Saved entries:
========
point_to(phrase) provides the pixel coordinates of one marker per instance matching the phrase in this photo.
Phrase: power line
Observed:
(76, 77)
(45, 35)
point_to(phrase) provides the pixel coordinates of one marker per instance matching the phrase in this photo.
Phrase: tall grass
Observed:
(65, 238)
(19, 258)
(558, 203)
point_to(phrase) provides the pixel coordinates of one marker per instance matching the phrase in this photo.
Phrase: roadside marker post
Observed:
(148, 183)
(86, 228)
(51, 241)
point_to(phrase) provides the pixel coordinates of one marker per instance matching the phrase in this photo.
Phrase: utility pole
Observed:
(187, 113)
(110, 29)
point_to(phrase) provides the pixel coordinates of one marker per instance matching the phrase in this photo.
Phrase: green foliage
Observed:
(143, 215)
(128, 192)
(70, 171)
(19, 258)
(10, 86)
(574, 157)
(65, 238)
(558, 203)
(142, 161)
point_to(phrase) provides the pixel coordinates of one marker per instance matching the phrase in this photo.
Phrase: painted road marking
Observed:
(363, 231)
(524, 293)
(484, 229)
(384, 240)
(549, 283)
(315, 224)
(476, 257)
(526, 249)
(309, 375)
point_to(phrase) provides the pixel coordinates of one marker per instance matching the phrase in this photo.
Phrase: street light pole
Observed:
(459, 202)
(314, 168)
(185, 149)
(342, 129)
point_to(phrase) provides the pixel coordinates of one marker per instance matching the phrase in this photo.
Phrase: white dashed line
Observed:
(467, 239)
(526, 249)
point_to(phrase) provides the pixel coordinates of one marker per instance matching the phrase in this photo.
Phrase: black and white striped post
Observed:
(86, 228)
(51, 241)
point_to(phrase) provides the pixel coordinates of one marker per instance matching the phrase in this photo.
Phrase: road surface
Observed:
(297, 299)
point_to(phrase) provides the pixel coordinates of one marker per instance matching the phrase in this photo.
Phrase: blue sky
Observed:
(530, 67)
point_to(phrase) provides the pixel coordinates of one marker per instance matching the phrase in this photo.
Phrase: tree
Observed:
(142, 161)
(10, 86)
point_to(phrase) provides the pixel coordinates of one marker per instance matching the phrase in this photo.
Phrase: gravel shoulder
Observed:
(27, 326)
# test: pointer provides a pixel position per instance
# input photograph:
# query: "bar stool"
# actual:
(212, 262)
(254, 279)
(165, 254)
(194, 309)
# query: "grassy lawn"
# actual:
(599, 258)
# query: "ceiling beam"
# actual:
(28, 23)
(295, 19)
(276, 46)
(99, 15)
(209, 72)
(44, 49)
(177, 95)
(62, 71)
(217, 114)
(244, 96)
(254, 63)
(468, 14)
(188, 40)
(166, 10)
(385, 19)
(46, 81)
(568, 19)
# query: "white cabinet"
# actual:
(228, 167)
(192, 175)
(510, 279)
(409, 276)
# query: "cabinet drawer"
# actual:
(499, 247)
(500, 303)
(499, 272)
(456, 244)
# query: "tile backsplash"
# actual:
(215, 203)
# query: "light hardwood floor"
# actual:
========
- _TASK DIRECTIONS_: All entries above must be reproduced without a single change.

- _EXERCISE SOLUTION_:
point_to(phrase) provides the pixel coordinates of one marker per instance matching the phrase in this photo.
Phrase: power line
Observed:
(76, 77)
(45, 35)
point_to(phrase) provides the pixel coordinates of one marker per instance matching the phrase in this photo.
Phrase: tall grass
Observed:
(65, 238)
(19, 258)
(558, 203)
point_to(phrase) provides the pixel coordinates of one marker per instance matching the phrase in this photo.
Phrase: roadside marker post
Observed:
(148, 183)
(86, 228)
(51, 241)
point_to(phrase) provides the pixel coordinates of one marker per instance matching the phrase in this photo.
Phrase: utility pole
Observed:
(187, 113)
(110, 29)
point_to(phrase) provides the pixel coordinates of one marker per instance matching the phrase in this photo.
Phrase: green foliage
Observed:
(143, 215)
(128, 192)
(70, 171)
(19, 258)
(10, 86)
(574, 157)
(65, 238)
(558, 203)
(142, 161)
point_to(phrase) provides the pixel coordinates of one marker per instance matching the phrase in this photo.
Phrase: painted road marking
Observed:
(363, 231)
(524, 293)
(484, 229)
(384, 240)
(549, 283)
(315, 224)
(476, 257)
(526, 249)
(309, 375)
point_to(phrase) provides the pixel coordinates of one marker per instance matching the phrase in this photo.
Phrase: street light pole
Observed:
(459, 202)
(314, 168)
(185, 149)
(342, 129)
point_to(phrase) provides the pixel coordinates of one marker per instance matching the phrase in this photo.
Phrase: white dashed line
Observed:
(467, 239)
(526, 249)
point_to(phrase) provides the pixel coordinates of one marker per instance matching the phrase in this photo.
Phrase: black and white striped post
Observed:
(86, 228)
(51, 241)
point_to(phrase) provides the pixel coordinates of one marker per instance matching the phrase in this photo.
Phrase: road surface
Observed:
(297, 299)
point_to(phrase) provides the pixel coordinates of one marker per instance matching the phrase in this photo.
Phrase: blue sky
Observed:
(530, 67)
point_to(phrase) provides the pixel coordinates of one marker per instance matching the phrase in this photo.
Phrase: tree
Observed:
(142, 161)
(10, 86)
point_to(phrase) provides the pixel coordinates of one marker per instance matching the phrase in this photo.
Phrase: gravel shoulder
Observed:
(27, 326)
# test: pointer provides a pixel position per instance
# input photograph:
# query: "bar stool"
# actual:
(212, 262)
(254, 279)
(165, 254)
(194, 309)
# query: "grassy lawn"
# actual:
(599, 258)
# query: "ceiling beam"
# actual:
(28, 23)
(295, 19)
(276, 46)
(99, 15)
(209, 72)
(44, 49)
(177, 95)
(62, 71)
(217, 114)
(244, 96)
(254, 63)
(468, 14)
(188, 40)
(166, 10)
(385, 19)
(46, 81)
(568, 19)
# query: "white cabinet"
# actual:
(228, 167)
(192, 175)
(510, 279)
(409, 276)
# query: "cabinet drawer"
# actual:
(499, 247)
(500, 303)
(499, 272)
(456, 244)
# query: "tile backsplash"
# actual:
(215, 203)
# query: "light hardwood floor"
# actual:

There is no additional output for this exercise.